Given exercise 1:
Can you retype, word for word, the portion of the thread about Unsloth's Qwen 3.5 quants that opens with the words containing "Unsloth have just" and closes with "few months back."?
---------------
Comment by jychang

15 hours ago

What's up with this post? It's a link to something which has existed for a long time, and there's a bunch of dead comments below. Some weird SEO campaign thing?

10 comments

jychang

tosh 15 hours ago

Unsloth have just released benchmarks on how their dynamic quants perform for Qwen 3.5

https://unsloth.ai/docs/models/qwen3.5/gguf-benchmarks

jychang 15 hours ago
I'm aware of that, but that's not the link of the post. The post is linking to their UD 2.0 quants from a few months back.
Also, the benchmarks are because they messed up the first version of their Qwen 3.5 XL quants by quanting some tensors to mxfp4 that should have been in higher quality, and this is their bugfix. The post literally starts out with "We updated Qwen3.5-35B Unsloth Dynamic quants being SOTA on nearly all bits" without explaining WHY they needed to update from the original version.
- danielhanchen 13 hours ago
  
  Didn't expect this to be on HN haha - but sometimes HN does have older posts come up sometimes.
  No your conclusion is false - only the old Q4_K_XL had slightly higher perplexity, all other quants are fine. We uploaded 9TB of research artifacts to https://huggingface.co/unsloth/Qwen3.5-35B-A3B-Experiments-G... for the community.
---------------
Given exercise 2:
Would you echo the records below, from their very first line through the line containing "934 787 L 920", with both ends included and nothing else?

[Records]
---------------
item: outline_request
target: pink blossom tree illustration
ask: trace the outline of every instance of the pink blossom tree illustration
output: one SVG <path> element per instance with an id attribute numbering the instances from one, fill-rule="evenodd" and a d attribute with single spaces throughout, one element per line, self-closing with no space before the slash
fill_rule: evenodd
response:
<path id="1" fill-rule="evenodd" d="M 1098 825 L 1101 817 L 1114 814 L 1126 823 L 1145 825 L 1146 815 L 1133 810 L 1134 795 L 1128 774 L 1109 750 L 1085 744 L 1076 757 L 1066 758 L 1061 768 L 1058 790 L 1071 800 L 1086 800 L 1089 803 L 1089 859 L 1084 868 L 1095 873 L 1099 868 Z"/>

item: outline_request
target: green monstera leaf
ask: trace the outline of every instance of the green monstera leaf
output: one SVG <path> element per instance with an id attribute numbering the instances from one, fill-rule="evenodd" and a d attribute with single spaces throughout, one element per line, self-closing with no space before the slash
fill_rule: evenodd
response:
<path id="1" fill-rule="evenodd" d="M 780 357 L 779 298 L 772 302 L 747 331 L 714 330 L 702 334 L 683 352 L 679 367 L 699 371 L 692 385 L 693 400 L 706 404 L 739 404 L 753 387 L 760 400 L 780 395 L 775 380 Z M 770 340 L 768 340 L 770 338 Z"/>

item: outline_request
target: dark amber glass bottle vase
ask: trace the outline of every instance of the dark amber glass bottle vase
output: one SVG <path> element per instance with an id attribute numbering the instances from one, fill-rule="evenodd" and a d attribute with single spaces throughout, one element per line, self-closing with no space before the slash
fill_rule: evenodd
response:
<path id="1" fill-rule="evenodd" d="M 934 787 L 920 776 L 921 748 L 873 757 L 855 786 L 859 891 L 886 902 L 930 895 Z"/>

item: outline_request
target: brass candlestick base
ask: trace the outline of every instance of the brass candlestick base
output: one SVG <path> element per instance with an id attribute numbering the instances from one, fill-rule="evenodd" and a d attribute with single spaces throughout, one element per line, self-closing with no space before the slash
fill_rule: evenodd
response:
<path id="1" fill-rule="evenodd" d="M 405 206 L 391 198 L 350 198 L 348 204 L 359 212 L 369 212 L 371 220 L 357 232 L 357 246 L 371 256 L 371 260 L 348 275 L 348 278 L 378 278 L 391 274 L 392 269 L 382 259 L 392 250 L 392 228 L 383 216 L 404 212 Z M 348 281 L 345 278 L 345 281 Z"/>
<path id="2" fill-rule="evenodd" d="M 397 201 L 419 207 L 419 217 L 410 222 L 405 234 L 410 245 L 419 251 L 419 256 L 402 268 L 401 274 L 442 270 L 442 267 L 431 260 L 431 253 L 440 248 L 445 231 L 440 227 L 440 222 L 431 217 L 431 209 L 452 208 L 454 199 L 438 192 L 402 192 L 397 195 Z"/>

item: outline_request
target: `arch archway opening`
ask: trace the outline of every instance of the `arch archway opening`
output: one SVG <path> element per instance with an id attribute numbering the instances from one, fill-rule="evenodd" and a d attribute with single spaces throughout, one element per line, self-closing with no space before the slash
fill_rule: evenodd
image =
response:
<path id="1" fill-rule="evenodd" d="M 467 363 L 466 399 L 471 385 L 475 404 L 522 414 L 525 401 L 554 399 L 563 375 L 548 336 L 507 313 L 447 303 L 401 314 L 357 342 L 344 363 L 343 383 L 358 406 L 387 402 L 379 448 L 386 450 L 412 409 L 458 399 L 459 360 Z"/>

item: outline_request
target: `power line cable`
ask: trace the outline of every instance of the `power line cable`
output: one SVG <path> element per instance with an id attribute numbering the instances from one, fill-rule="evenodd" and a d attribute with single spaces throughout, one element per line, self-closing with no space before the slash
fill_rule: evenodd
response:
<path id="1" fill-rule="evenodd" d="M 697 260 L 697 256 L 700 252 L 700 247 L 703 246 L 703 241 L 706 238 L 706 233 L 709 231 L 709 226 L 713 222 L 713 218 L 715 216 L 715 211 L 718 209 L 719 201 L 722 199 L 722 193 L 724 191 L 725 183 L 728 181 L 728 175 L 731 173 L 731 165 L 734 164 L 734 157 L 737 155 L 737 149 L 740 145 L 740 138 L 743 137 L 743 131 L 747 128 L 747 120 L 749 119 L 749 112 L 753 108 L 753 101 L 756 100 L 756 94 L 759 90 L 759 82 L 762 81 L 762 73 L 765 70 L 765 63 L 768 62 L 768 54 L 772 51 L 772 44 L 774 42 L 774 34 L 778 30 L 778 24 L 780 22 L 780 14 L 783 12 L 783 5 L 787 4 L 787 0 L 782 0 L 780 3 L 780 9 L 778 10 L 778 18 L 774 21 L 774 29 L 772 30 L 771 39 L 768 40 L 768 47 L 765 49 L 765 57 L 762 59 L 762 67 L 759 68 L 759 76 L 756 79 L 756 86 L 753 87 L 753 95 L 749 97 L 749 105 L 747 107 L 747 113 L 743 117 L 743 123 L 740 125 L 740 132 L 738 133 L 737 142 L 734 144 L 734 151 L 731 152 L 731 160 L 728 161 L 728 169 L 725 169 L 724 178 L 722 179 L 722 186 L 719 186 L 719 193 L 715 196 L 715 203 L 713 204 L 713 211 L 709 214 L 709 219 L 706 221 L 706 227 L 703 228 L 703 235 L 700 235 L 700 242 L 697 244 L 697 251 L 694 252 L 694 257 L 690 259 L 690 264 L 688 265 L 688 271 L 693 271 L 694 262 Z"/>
---------------
Expected answer 1:
Unsloth have just released benchmarks on how their dynamic quants perform for Qwen 3.5

https://unsloth.ai/docs/models/qwen3.5/gguf-benchmarks

jychang 15 hours ago
I'm aware of that, but that's not the link of the post. The post is linking to their UD 2.0 quants from a few months back.

Expected answer 2:
item: outline_request
target: pink blossom tree illustration
ask: trace the outline of every instance of the pink blossom tree illustration
output: one SVG <path> element per instance with an id attribute numbering the instances from one, fill-rule="evenodd" and a d attribute with single spaces throughout, one element per line, self-closing with no space before the slash
fill_rule: evenodd
response:
<path id="1" fill-rule="evenodd" d="M 1098 825 L 1101 817 L 1114 814 L 1126 823 L 1145 825 L 1146 815 L 1133 810 L 1134 795 L 1128 774 L 1109 750 L 1085 744 L 1076 757 L 1066 758 L 1061 768 L 1058 790 L 1071 800 L 1086 800 L 1089 803 L 1089 859 L 1084 868 L 1095 873 L 1099 868 Z"/>

item: outline_request
target: green monstera leaf
ask: trace the outline of every instance of the green monstera leaf
output: one SVG <path> element per instance with an id attribute numbering the instances from one, fill-rule="evenodd" and a d attribute with single spaces throughout, one element per line, self-closing with no space before the slash
fill_rule: evenodd
response:
<path id="1" fill-rule="evenodd" d="M 780 357 L 779 298 L 772 302 L 747 331 L 714 330 L 702 334 L 683 352 L 679 367 L 699 371 L 692 385 L 693 400 L 706 404 L 739 404 L 753 387 L 760 400 L 780 395 L 775 380 Z M 770 340 L 768 340 L 770 338 Z"/>

item: outline_request
target: dark amber glass bottle vase
ask: trace the outline of every instance of the dark amber glass bottle vase
output: one SVG <path> element per instance with an id attribute numbering the instances from one, fill-rule="evenodd" and a d attribute with single spaces throughout, one element per line, self-closing with no space before the slash
fill_rule: evenodd
response:
<path id="1" fill-rule="evenodd" d="M 934 787 L 920 776 L 921 748 L 873 757 L 855 786 L 859 891 L 886 902 L 930 895 Z"/>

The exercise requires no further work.